Nothing outside the range is wanted. Repeat exactly the lines below from the one with "Phrase: woman in blue jacket" through the one with "Phrase: brown shoe".

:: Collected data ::
= Beginning of Section =

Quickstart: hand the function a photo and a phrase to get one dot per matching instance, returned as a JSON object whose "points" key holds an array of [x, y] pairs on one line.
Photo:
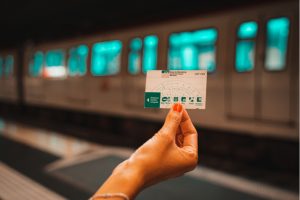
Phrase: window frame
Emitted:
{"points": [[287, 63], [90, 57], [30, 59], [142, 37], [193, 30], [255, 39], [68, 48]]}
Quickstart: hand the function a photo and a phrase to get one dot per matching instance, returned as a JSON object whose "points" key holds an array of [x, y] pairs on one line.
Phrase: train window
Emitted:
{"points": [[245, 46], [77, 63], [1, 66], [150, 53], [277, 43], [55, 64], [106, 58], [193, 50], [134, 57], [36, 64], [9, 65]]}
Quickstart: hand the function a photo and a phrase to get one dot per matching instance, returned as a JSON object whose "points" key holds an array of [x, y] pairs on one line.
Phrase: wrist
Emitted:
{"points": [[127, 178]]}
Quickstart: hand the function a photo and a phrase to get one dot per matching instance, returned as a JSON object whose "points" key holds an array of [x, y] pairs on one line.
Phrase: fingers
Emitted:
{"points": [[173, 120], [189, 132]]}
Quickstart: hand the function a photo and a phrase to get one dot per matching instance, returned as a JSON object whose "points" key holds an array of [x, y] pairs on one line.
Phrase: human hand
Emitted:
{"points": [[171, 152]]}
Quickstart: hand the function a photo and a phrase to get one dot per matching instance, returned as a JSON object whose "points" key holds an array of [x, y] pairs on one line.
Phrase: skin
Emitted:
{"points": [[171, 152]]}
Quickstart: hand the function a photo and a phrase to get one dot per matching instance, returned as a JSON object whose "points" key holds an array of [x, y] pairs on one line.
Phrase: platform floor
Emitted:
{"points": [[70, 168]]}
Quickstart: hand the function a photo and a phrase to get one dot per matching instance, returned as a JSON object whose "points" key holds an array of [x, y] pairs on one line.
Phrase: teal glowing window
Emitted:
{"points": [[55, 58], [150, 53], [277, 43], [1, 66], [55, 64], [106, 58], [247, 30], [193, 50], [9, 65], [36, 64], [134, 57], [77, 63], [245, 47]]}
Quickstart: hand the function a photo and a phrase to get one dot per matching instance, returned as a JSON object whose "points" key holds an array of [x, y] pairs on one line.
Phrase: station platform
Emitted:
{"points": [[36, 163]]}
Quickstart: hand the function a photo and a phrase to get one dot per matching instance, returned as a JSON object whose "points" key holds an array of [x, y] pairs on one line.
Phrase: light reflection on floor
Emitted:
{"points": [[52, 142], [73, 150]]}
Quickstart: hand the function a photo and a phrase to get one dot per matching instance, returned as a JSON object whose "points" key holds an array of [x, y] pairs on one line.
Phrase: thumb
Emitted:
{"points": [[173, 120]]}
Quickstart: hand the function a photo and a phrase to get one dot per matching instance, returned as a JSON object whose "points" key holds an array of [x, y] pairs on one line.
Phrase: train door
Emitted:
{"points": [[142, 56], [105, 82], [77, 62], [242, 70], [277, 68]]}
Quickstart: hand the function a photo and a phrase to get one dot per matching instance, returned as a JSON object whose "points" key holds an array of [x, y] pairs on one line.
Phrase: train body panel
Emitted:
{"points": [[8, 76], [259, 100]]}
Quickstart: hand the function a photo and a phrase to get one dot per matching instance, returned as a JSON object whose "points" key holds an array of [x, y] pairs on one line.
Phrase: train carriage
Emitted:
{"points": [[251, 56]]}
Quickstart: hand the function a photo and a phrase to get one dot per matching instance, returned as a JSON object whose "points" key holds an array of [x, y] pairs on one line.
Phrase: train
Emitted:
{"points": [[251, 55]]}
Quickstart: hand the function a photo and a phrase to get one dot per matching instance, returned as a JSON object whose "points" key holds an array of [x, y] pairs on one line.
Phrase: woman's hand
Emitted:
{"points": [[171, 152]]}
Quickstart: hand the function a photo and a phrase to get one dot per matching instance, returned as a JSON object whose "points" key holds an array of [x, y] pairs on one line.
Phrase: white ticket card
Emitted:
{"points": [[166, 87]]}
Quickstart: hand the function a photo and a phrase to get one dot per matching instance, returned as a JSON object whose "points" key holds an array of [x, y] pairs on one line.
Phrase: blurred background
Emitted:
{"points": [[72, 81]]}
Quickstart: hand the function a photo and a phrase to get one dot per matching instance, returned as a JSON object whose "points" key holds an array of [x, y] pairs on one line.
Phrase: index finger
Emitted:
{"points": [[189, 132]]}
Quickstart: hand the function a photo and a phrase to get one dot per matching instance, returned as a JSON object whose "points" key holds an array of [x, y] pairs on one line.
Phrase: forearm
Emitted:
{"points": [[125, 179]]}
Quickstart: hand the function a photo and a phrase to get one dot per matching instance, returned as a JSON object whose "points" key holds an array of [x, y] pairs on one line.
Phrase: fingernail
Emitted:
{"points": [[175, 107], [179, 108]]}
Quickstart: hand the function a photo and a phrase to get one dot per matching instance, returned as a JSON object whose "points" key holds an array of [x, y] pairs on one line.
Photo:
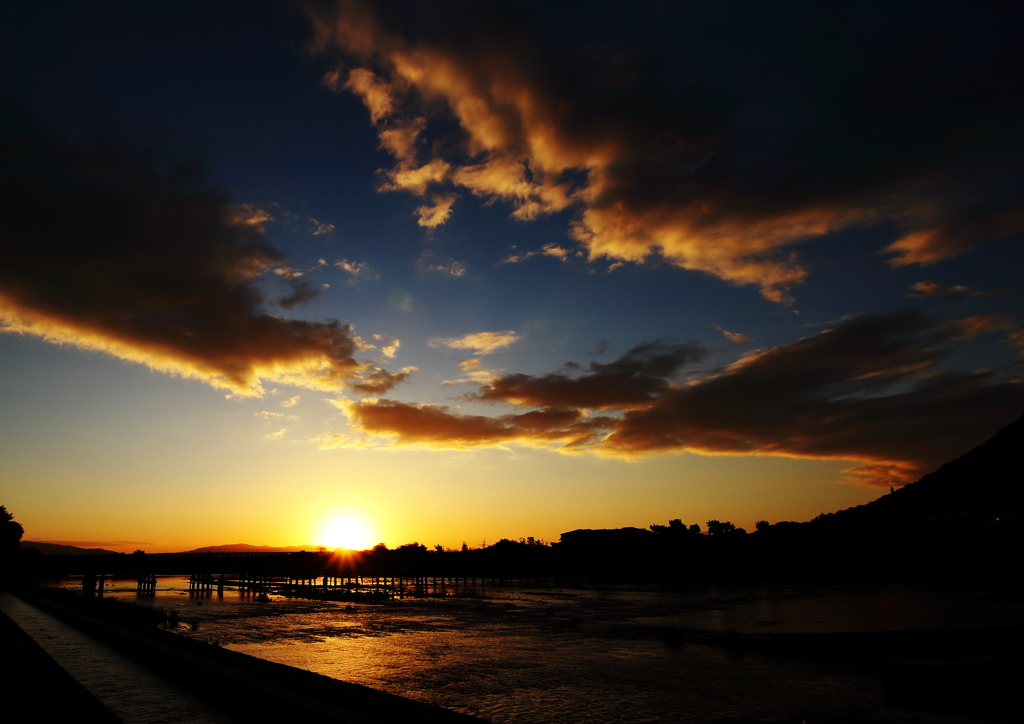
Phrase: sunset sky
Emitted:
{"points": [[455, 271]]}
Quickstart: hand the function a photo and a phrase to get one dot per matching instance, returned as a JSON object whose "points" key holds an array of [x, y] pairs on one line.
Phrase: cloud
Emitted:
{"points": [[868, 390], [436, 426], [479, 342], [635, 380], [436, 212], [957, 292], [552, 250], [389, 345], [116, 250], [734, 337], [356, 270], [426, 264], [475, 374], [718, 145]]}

= End of Section =
= Beginning of Section =

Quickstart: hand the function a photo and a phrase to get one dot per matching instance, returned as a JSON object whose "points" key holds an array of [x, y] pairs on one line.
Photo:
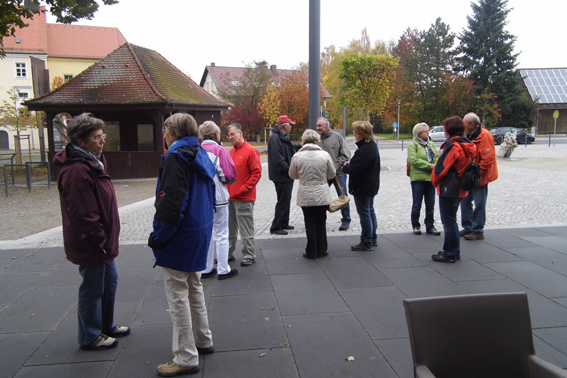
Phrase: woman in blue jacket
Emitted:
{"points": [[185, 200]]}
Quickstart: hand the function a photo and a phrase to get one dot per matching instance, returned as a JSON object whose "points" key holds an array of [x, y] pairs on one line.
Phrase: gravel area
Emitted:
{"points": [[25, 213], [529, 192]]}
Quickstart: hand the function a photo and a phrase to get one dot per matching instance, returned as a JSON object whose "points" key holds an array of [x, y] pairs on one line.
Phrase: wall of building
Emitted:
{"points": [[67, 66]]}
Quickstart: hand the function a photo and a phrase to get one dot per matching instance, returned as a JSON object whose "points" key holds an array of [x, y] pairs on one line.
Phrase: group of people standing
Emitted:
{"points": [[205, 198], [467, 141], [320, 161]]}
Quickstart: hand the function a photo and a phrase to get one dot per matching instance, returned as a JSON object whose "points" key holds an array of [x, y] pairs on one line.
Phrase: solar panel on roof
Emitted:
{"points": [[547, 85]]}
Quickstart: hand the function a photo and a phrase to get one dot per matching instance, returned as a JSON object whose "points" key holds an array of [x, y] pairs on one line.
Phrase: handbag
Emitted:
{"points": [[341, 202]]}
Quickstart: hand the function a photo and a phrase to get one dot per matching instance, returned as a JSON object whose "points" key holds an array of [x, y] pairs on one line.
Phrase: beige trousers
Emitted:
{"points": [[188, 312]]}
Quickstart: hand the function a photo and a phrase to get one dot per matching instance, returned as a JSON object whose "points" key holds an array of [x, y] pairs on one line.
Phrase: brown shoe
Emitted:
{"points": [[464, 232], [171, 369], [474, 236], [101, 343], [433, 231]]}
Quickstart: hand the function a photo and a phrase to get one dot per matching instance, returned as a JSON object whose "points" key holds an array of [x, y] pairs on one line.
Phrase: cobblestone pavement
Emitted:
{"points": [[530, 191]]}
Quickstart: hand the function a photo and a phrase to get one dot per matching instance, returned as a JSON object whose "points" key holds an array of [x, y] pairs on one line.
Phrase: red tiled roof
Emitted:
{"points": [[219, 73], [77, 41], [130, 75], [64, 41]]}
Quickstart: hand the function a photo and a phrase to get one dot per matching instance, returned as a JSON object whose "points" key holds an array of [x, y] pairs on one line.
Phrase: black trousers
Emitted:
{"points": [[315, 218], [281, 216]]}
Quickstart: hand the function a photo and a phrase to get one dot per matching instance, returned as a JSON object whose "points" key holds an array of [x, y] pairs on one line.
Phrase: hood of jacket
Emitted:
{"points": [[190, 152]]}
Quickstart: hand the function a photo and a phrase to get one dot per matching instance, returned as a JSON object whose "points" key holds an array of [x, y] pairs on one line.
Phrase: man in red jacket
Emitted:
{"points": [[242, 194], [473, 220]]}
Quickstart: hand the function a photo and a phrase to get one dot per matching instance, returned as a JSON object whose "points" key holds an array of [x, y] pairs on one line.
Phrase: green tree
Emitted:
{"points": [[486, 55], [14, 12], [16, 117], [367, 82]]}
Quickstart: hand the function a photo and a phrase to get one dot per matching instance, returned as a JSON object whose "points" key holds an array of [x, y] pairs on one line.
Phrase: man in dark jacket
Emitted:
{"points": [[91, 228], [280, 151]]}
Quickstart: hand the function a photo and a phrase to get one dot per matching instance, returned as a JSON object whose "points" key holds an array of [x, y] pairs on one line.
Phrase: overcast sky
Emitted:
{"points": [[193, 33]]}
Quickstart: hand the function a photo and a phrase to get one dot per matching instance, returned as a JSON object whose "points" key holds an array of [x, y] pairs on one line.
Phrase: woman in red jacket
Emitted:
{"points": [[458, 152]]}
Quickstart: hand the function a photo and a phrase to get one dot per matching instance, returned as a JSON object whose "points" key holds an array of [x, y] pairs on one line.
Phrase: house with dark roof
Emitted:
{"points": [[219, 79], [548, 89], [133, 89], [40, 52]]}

= End of Section =

:: Expected answer ::
Phrase: woman in blue jacket
Emitted:
{"points": [[185, 200]]}
Quickstart: hand the function a photo and a phrase to get one dot per matching instance, returned as a JSON object whose "points" key holds an array of [x, y] pairs on one line.
Phrase: gravel area
Emitted:
{"points": [[25, 213], [529, 192]]}
Quickstart: hand the function a photo and a phrase to get one dot per matching instance, returned as a JSON object whose "points" key holds an array of [x, y] pairs on one line.
Phrase: wall of building
Emitted:
{"points": [[67, 66]]}
Quickstart: hand the function a photo and a phrase to get one dot per matching instance, returned as a JSON object whose "points" key holds an array of [x, y] pairs on one line.
Phrase: group of people standing
Emitted:
{"points": [[205, 198], [467, 141], [320, 161]]}
Quickstart: hand the function a photo and a phrase to get one dot per matching instance, returned as a JSON object whose "points" key holds an array of [x, y] pairs on one line.
Phrase: solar panel on roof
Emitted:
{"points": [[547, 85]]}
Quickstart: hand the function a photo and a phrase to get one dot per matching instance, returned as a JSON object whose "points" key holds an array of [x, y] pairs on one line.
Phrase: handbag
Emitted:
{"points": [[341, 202]]}
Quickstart: hand the function a photo and a phrase to get one dot per matching instance, returned as a JSON object whose "points" key holds an array of [x, y] pairs on one line.
Phrase: beige trousers
Emitted:
{"points": [[188, 312]]}
Quickstart: hand the function a photo and a phrase to get one dot per matching instance, returned as a JSON object whose "points" key holds an array of [x, y] pairs on one line.
Phrase: brown shoe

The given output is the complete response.